Data
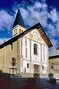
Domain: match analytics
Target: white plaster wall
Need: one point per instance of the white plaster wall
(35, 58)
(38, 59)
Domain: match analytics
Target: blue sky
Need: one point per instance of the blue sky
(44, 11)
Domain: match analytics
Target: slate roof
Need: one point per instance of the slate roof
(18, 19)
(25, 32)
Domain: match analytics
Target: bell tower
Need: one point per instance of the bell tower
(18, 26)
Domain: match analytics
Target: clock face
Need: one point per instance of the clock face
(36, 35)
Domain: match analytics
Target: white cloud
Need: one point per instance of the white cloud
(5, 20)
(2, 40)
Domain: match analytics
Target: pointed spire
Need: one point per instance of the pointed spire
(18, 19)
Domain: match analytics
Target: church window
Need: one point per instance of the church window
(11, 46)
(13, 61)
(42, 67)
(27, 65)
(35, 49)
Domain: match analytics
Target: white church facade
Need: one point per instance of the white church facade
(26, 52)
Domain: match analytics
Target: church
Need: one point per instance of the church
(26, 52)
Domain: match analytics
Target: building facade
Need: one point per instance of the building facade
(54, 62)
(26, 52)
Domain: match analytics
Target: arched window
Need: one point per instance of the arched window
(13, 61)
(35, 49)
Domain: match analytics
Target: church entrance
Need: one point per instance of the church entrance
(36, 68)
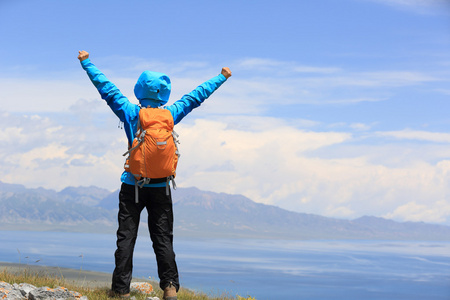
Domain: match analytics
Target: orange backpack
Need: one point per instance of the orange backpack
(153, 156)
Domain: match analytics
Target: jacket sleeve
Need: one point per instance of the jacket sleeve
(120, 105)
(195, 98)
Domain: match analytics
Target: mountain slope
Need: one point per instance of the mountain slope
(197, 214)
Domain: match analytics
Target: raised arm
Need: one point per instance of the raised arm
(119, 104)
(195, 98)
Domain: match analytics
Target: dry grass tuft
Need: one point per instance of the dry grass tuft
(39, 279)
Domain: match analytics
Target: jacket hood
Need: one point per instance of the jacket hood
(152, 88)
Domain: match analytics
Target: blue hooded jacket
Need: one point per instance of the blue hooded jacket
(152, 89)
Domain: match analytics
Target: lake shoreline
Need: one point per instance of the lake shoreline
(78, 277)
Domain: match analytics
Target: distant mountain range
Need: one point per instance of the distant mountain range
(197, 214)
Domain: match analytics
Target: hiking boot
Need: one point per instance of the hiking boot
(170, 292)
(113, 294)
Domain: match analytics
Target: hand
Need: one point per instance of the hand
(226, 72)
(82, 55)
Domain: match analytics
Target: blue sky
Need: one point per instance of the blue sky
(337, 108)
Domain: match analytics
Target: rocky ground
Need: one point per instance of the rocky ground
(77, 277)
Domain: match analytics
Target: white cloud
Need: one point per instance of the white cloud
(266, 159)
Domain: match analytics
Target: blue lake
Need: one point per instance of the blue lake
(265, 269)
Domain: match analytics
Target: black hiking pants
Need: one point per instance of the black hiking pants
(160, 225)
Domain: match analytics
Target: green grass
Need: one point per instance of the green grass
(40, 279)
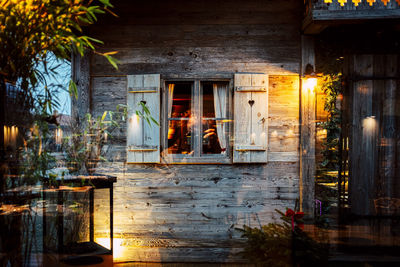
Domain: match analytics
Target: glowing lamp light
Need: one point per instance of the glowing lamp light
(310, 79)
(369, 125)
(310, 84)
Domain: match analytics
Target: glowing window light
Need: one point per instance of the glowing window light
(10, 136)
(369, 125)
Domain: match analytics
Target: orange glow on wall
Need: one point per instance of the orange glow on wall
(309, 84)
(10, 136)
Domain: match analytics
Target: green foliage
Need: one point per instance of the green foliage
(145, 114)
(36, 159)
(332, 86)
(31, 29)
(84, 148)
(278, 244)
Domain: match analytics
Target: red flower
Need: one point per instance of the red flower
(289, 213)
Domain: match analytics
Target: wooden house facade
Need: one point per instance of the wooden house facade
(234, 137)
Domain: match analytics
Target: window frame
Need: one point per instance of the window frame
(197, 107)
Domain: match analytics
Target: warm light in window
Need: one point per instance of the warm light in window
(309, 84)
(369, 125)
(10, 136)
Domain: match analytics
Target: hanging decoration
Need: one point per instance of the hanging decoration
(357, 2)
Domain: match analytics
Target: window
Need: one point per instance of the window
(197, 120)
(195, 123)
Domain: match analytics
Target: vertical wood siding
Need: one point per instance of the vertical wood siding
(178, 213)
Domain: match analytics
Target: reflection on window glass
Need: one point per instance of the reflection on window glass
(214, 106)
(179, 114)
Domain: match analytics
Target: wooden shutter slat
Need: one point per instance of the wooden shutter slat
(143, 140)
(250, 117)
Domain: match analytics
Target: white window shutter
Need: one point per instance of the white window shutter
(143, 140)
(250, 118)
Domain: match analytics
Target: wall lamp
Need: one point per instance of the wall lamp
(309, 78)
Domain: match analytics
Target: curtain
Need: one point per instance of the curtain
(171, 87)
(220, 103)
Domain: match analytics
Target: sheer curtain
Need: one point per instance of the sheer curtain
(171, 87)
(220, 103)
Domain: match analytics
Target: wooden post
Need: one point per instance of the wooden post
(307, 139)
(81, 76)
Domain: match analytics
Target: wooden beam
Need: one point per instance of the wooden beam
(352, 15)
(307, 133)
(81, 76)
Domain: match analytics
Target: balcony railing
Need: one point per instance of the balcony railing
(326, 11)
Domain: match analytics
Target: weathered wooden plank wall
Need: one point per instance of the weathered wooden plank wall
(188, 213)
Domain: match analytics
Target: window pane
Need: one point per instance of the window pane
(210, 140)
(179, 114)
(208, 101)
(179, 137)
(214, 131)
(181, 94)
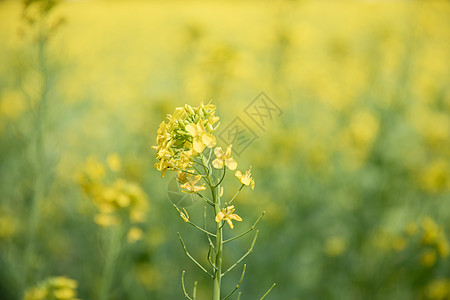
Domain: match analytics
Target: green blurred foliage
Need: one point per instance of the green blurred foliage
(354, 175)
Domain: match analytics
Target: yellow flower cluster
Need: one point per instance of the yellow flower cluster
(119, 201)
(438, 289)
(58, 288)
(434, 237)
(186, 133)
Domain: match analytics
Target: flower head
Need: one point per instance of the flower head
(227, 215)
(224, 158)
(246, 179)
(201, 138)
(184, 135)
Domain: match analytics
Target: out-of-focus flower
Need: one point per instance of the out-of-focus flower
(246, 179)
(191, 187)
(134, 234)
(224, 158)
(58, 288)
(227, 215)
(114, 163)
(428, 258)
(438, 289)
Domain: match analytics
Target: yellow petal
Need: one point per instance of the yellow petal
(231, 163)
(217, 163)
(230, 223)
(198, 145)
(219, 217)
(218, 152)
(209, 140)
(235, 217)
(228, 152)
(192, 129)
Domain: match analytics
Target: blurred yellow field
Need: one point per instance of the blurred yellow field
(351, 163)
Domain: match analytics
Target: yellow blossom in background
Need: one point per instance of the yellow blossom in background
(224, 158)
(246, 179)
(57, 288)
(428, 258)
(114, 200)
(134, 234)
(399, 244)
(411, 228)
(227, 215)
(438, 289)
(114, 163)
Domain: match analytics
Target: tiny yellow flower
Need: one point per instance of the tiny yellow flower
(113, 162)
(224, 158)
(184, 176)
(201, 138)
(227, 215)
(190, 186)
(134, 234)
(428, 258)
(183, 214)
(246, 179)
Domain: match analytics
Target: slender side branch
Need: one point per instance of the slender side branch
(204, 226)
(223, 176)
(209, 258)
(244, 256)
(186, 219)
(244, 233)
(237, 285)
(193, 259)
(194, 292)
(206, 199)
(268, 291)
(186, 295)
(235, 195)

Stated exercise
Produce an exact copy of each line of data, skipping embedded images.

Reply to the task
Domain: match analytics
Target: white plaster wall
Need: one point per instance of the white plaster wall
(35, 58)
(38, 59)
Domain: match analytics
Target: blue sky
Need: one point per instance of the blue sky
(44, 11)
Domain: match analytics
Target: slate roof
Need: one point per instance of the slate roof
(18, 19)
(25, 32)
Domain: match analytics
Target: bell tower
Need: one point per instance of the bell tower
(18, 26)
Domain: match analytics
Target: clock face
Need: one point per instance of the clock face
(36, 35)
Domain: match analytics
Target: white cloud
Need: one point per instance of the white cloud
(5, 20)
(2, 40)
Domain: match analytics
Target: pointed spire
Need: one point per instance of the pointed spire
(18, 19)
Domain: match analytics
Target: church window
Need: one point per instance of the church window
(11, 46)
(13, 61)
(42, 67)
(27, 65)
(35, 49)
Domain: match analytics
Target: white church facade
Need: one point per instance of the white church facade
(26, 52)
Domain: match analytics
Target: church
Need: one point per instance of the church
(26, 52)
Domain: match analytics
Target: building facade
Need: one point per instance of the building facade
(54, 62)
(26, 52)
Domain: match analytics
Target: arched window
Need: one point per instance of the arched window
(13, 61)
(35, 49)
Domain: match analytics
Target: church entrance
Need: one point per instance of the church entrance
(36, 68)
Domain: match analytics
Target: orange backpack
Need: one point per instance of the orange backpack
(153, 156)
Domain: match analytics
Target: jacket sleeve
Need: one point per instance of the jacket sleeve
(120, 105)
(195, 98)
Domain: match analytics
Target: mountain slope
Need: one point per instance of the mountain slope
(197, 214)
Domain: match analytics
Target: raised arm
Need: one point per instance of the raised arm
(119, 104)
(195, 98)
Domain: match analytics
Target: dry grass tuft
Need: one point per instance of the dry grass tuft
(39, 279)
Domain: match analytics
Target: jacket hood
Need: one point per instance of the jacket hood
(152, 88)
Domain: match analytics
Target: blue hooded jacket
Need: one point per instance of the blue hooded jacket
(152, 89)
Domain: match analytics
Target: lake shoreline
Need: one point per instance of the lake shoreline
(78, 277)
Domain: match analytics
Target: distant mountain range
Need: one point per instance of the distant mountain range
(197, 214)
Domain: match analytics
Target: hiking boot
Need: one point per instance of the hiking boot
(170, 292)
(113, 294)
Domain: match analytics
Target: hand
Need: one point per instance of the hand
(226, 72)
(82, 55)
Domain: match analytics
Target: blue sky
Need: one point per instance of the blue sky
(337, 108)
Domain: match analytics
Target: rocky ground
Need: one point per instance of the rocky ground
(77, 277)
Domain: match analytics
Target: white cloud
Need: one point per instance of the white cloud
(266, 159)
Domain: match analytics
Target: blue lake
Need: one point per instance of the blue lake
(265, 269)
Domain: match analytics
Target: black hiking pants
Need: one point per instance of the black hiking pants
(160, 225)
Domain: match analytics
Target: green grass
Need: one point per instance of the green grass
(40, 279)
Domain: match analytics
Target: glowing lamp light
Need: one point per instance of the glowing lamp light
(310, 79)
(369, 125)
(310, 84)
Domain: match analytics
Target: glowing window light
Need: one point per instance of the glowing window light
(10, 136)
(369, 125)
Domain: match analytics
Target: orange glow on wall
Need: one point per instance of the orange glow on wall
(309, 84)
(10, 136)
Domain: match analytics
Target: green foliage
Need: one point per instance of the green foliage
(145, 114)
(36, 159)
(332, 86)
(31, 29)
(84, 148)
(278, 244)
Domain: match analytics
Target: red flower
Need: one point per instance of the red flower
(289, 213)
Domain: match analytics
Target: wooden house facade
Need: one point per instance of the wooden house facade
(234, 137)
Domain: match analytics
Target: window frame
Need: one point per instance of the window frame
(197, 107)
Domain: match analytics
Target: warm light in window
Need: one point per instance of the warm light in window
(309, 84)
(369, 125)
(10, 136)
Domain: match analytics
Target: hanging decoration
Need: one point per instance of the hanging decoration
(357, 2)
Domain: match analytics
Target: window
Need: one point per instance of the window
(197, 120)
(195, 123)
Domain: match analytics
Target: vertical wood siding
Need: one point per instance of the vertical wood siding
(178, 213)
Domain: match analytics
Target: reflection on window glass
Need: one point per instance of the reflection on window glass
(214, 106)
(179, 114)
Domain: match analytics
Target: wooden shutter slat
Need: one point per instance of the wooden shutter slat
(143, 140)
(250, 117)
Domain: match analytics
Target: white window shutter
Need: one point per instance of the white window shutter
(143, 140)
(250, 118)
Domain: match analytics
Target: wall lamp
Need: one point per instance of the wall lamp
(309, 78)
Domain: match analytics
Target: curtain
Need: one point per instance of the curtain
(171, 87)
(220, 103)
Domain: match analytics
Target: sheer curtain
Need: one point per instance of the sheer curtain
(171, 87)
(220, 103)
Domain: match analytics
Target: wooden post
Need: one point per instance of the wooden post
(307, 139)
(81, 76)
Domain: match analytics
Target: wooden beam
Need: one point per instance of the wooden beam
(352, 15)
(307, 133)
(81, 76)
Domain: match analytics
Target: balcony railing
Need: one point per instance of the balcony railing
(326, 11)
Domain: match analytics
Target: weathered wooden plank wall
Need: one point per instance of the weathered wooden plank wall
(188, 213)
Domain: match analytics
Target: window pane
Need: one point per instance of the window pane
(210, 140)
(179, 114)
(208, 101)
(179, 137)
(214, 131)
(181, 94)
Domain: match analytics
Target: green blurred foliage
Need: one point per instance of the green blurred foliage
(354, 175)
Domain: match analytics
Target: yellow flower cluster
Need: one point per instance of the yellow flower cluster
(119, 201)
(438, 289)
(58, 288)
(434, 237)
(186, 133)
Domain: match analytics
Target: flower head
Need: one point per instance of the flower head
(227, 215)
(224, 158)
(246, 179)
(201, 138)
(184, 135)
Domain: match analytics
Target: out-of-focus flower
Need: one point per instance of the out-of-focus flower
(246, 179)
(191, 187)
(134, 234)
(224, 158)
(58, 288)
(227, 215)
(114, 163)
(428, 258)
(438, 289)
Domain: match analytics
Target: yellow petal
Need: one point per instance of the yellow petal
(231, 163)
(217, 163)
(230, 223)
(198, 145)
(219, 217)
(218, 152)
(209, 140)
(235, 217)
(228, 152)
(192, 129)
Domain: match analytics
Target: blurred yellow field
Need: one point per instance of the blurred yellow field
(351, 163)
Domain: match analytics
Target: yellow blossom in background
Need: one point per instance of the yellow blossom in background
(224, 158)
(246, 179)
(57, 288)
(428, 258)
(114, 200)
(134, 234)
(399, 244)
(411, 228)
(227, 215)
(438, 289)
(114, 163)
Domain: match analytics
Target: tiny yellow flower
Need: one point per instance of the tiny yellow flower
(113, 162)
(224, 158)
(184, 176)
(201, 138)
(227, 215)
(190, 186)
(134, 234)
(428, 258)
(183, 214)
(246, 179)
Domain: match analytics
Target: slender side branch
Need: one point per instance of the slender side branch
(204, 226)
(223, 176)
(209, 258)
(244, 256)
(186, 219)
(244, 233)
(237, 285)
(193, 259)
(194, 292)
(206, 199)
(268, 291)
(186, 295)
(235, 195)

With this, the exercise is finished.